Task objective
In the mailing-list reply on random forest variable importance, which journal published the recommended article on bias in importance measures?

— Begin Text excerpt —

[R] Variable Importance - Random Forest
Henric Nilsson (Public)
nilsson.henric at gmail.com
Sun Aug 26 00:32:37 CEST 2007
Den 2007-08-24 21:13, Mathe, Ewy (NIH/NCI) [F] skrev:
> Hello,
>
>
>
> I am trying to explore the use of random forests for classification and
> am certain about the interpretation of the importance measurements.
In case you haven't already done so, you probably want to read
@ARTICLE{Strobl+Boulesteix+Zeileis+Hothorn:2007,
author = {Carolin Strobl and Anne-Laure Boulesteix and Achim Zeileis
and Torsten Hothorn},
title = {Bias in Random Forest Variable Importance Measures:
Illustrations,
Sources and a Solution},
journal = {{BMC} Bioinformatics},
year = {2007},
volume = {8},
number = {25},
url = {http://www.biomedcentral.com/1471-2105/8/25/}
}
HTH,
Henric
>
>
>
> When having the option "importance = T" in the randomForest call, the
> resulting 'importance' element matrix has four columns with the
> following headings:
>
> 0 - mean raw importance score of variable x for class 0 (where
> importance is the difference between the permutated data error and the
> original test set error)

— End Text excerpt —
— Begin Collected material —

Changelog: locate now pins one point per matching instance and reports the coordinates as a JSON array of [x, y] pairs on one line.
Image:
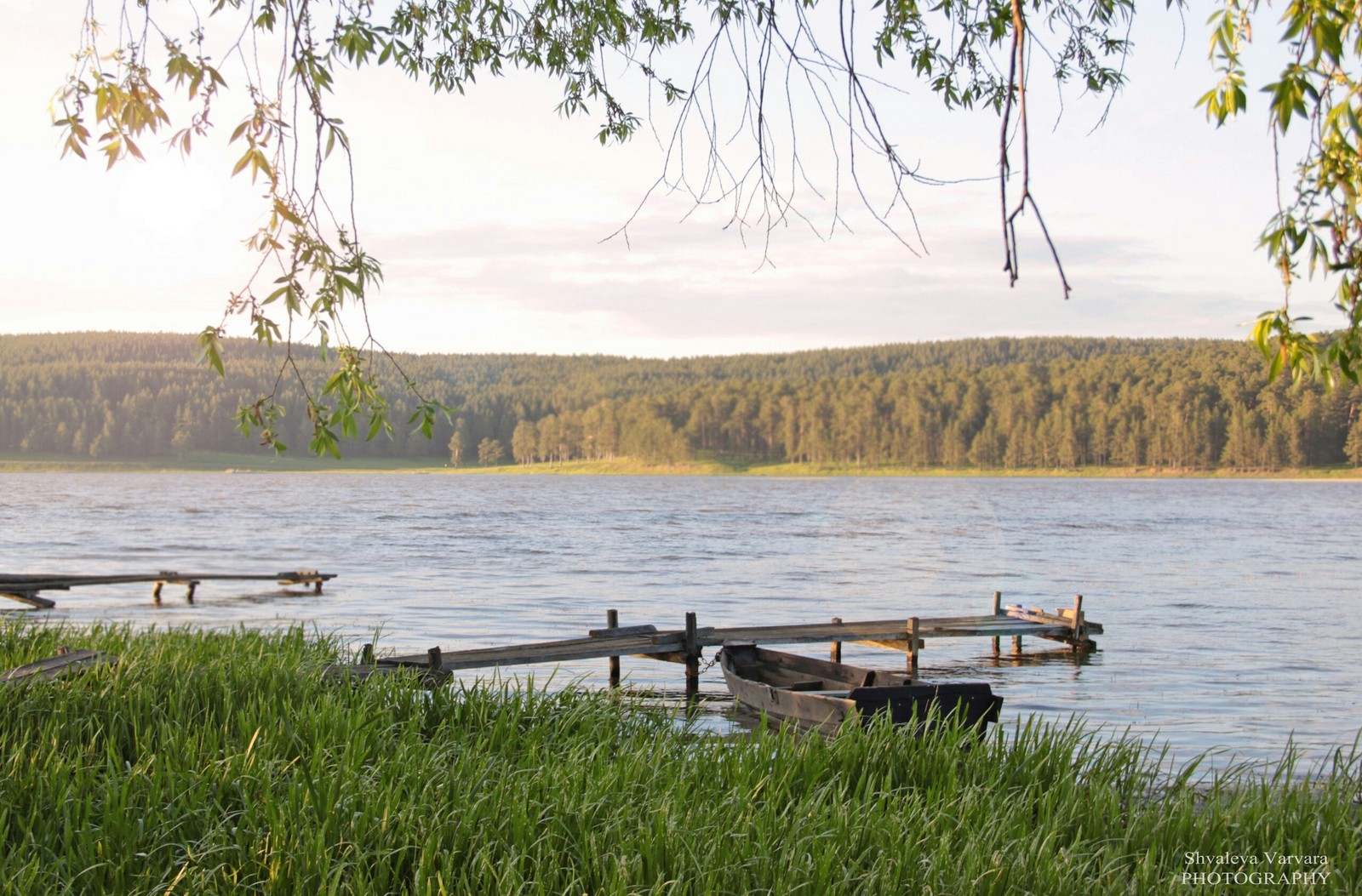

— End Collected material —

Full solution
BMC Bioinformatics